▸ Exercise instructions
From the records below, find each line with the string "mermaid" and copy it.

Material for this task: Begin

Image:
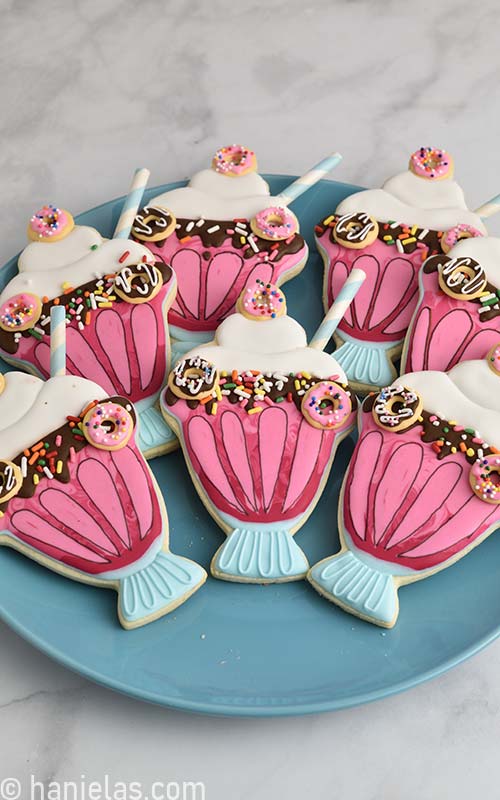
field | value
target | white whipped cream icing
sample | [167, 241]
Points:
[437, 205]
[274, 345]
[212, 195]
[45, 266]
[469, 394]
[31, 408]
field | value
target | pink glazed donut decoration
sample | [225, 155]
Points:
[108, 426]
[431, 162]
[326, 405]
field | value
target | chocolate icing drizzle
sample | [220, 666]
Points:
[277, 387]
[446, 437]
[405, 238]
[213, 233]
[74, 299]
[488, 305]
[45, 456]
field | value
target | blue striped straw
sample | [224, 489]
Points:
[336, 312]
[57, 341]
[489, 208]
[131, 204]
[304, 183]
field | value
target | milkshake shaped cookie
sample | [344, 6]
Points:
[421, 489]
[116, 295]
[389, 233]
[219, 233]
[77, 496]
[259, 414]
[458, 312]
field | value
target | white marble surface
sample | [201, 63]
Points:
[89, 91]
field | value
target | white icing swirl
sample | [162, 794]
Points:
[406, 198]
[45, 266]
[276, 345]
[211, 195]
[31, 408]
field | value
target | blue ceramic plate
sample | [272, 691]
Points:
[255, 650]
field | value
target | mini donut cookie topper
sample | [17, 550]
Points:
[11, 480]
[275, 223]
[50, 224]
[153, 224]
[356, 230]
[20, 312]
[455, 234]
[138, 283]
[261, 301]
[484, 479]
[431, 162]
[461, 278]
[234, 161]
[397, 408]
[493, 359]
[108, 426]
[193, 379]
[326, 405]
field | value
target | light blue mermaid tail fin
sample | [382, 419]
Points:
[357, 587]
[154, 433]
[157, 589]
[259, 556]
[365, 363]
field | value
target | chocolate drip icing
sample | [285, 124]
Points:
[405, 238]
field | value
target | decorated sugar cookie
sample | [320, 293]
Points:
[458, 312]
[260, 414]
[116, 295]
[77, 496]
[221, 232]
[422, 488]
[389, 233]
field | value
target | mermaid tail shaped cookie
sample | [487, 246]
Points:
[256, 553]
[157, 589]
[350, 582]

Material for this task: End

▸ Response area
target | light blue mermaid tail fin
target | mermaid tail shaped cookie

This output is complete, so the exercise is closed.